--- Supplied passage ---
^^^^^^^^
A teacher’s life was saved after a pupil noticed her eyes were a ‘funny colour’ – leading her to discover she had liver failure.
Primary school teacher Emma Gregson said she was used to hearing her pupils come out with bizarre comments so didn’t take the nine-year-old too seriously.
But when she later looked in the mirror she realised he was right.
Ms Gregson, 36, visited her GP who initially thought it was a problem with her gall bladder.
But when her symptoms worsened, she was referred to hospital where scans revealed her liver had failed.
She was told she had just a week to live without a transplant.
Primary school teacher Emma Gregson hadn’t thought much of it at the time but was told by doctors she needed a liver transplant or would die within days
‘It was very frightening to be told you only have seven days to live, I cried’ she said.
‘It is a strange situation to be in as everything is out of your control and you can’t do anything.
‘All I could do is put my trust into the medical staff and try and be cheerful and positive about it all.’
Ms Gregson of Chorley, Lancashire, said she noticed the whites of her eyes had turned yellow and her skin had a yellowish tinge after her pupil made the comment.
She booked an appointment with her GP who told her she might have a problem with her gall bladder, which can lead to signs of jaundice.
‘I had always been fine and healthy before then so I was not unduly worried,’ she said.
‘This was in the middle of September 2012 and I had also been feeling quite tired.
‘However, I had just started my new job so I put the tiredness down to this.’
But she started to go downhill rapidly with her symptoms becoming more pronounced.
Her stomach became sore and her legs were itchy – both signs of liver failure.
She returned to her GP, who sent her straight to hospital.
She had two false alarms where doctors thought they had a liver for her before she received a successful transplant in 2012
Scans revealed her liver was shrunken, hard and not working properly.
She was transferred to St James Hospital in Leeds, West Yorkshire, which has a specialist liver transplant centre and she was there for three weeks.
During her stay there specialists tried her on different medications and monitored her.
But despite their efforts, she continued to deteriorate and doctors gave her just seven days to live without a liver transplant.
^^^^^^^^
--- Task requirements ---
[A] From the article on Emma Gregson's liver failure, list each physical symptom she noticed or felt before she went to hospital.
[B] Quote the article on Emma Gregson's liver failure word for word, starting at "She had two" and ending at "and monitored her.".
[C] Continue the article on Emma Gregson's liver failure from the point where it stops.

--- Data extract ---
^^^^^^^^
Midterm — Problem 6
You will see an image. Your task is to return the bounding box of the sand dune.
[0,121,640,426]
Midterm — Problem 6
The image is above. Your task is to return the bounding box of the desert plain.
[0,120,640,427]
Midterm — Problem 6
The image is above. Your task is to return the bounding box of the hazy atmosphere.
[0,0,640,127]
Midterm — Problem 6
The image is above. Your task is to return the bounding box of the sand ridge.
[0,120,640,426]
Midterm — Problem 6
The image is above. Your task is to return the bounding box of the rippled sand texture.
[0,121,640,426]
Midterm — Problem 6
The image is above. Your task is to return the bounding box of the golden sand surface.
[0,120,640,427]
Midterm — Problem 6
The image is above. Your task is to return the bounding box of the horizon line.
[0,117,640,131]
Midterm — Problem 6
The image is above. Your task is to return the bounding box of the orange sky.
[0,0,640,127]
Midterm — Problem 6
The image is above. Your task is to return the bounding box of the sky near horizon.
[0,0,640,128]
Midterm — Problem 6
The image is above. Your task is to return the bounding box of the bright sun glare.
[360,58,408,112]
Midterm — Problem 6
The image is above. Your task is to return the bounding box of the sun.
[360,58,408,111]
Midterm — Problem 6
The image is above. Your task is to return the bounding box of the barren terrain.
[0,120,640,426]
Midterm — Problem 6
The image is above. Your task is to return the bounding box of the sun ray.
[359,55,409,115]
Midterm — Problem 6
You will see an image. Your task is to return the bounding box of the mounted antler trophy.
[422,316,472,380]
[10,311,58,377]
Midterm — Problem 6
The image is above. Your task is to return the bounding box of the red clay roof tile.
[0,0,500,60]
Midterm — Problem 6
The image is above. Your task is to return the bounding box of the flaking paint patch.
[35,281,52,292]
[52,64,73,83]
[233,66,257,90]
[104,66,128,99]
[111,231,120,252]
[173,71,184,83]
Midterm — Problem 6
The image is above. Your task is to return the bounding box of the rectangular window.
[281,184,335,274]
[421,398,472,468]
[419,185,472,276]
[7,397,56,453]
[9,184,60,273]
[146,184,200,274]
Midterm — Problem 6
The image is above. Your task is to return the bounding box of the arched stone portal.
^^^^^^^^
--- Answers given ---
[A]
- The whites of her eyes turned yellow
- Her skin had a yellowish tinge
- Tiredness
- A sore stomach
- Itchy legs

[B]
She had two false alarms where doctors thought they had a liver for her before she received a successful transplant in 2012
Scans revealed her liver was shrunken, hard and not working properly.
She was transferred to St James Hospital in Leeds, West Yorkshire, which has a specialist liver transplant centre and she was there for three weeks.
During her stay there specialists tried her on different medications and monitored her.

[C]
Ms Gregson was twice told a donor organ had been found but was left disappointed when tests revealed they were not a suitable match.
So when doctors said they had another liver for her, she tried not to get her hopes up.
This time the liver transplant went ahead during surgery which took about six hours.
She managed to get out of bed and walk within a day of the surgery and was at home just nine days after the transplant.
Doctors believe Ms Gregson actually had auto immune hepatitis, where cells called lymphocytes think cells in the liver are foreign, so attack and destroy them.
Ms Gregson was given just a week to live without a transplant but has gone back to work after receiving a donor liver
Following her transplant, she returned to work part-time six months later.
‘The school, staff and pupils were very good and supportive,’ she said.
‘I talked about what happened to me and the transplant quite openly at school and explained it to people.
‘It was a bit of a shock for the pupils but they have been really good and are always very careful with germs and use hand gel as they know my immune system is lowered because of the anti-rejection medication I am on.
‘The school has also raised money for St James Hospital as recognition for my transplant and treatment.’
All she knows about her donated liver is that it came from a young man who had an accident.
She has written to his family to express how thankful she is for the gift of life.
Ms Gregson has shared her story to encourage others to sign the organ donor register.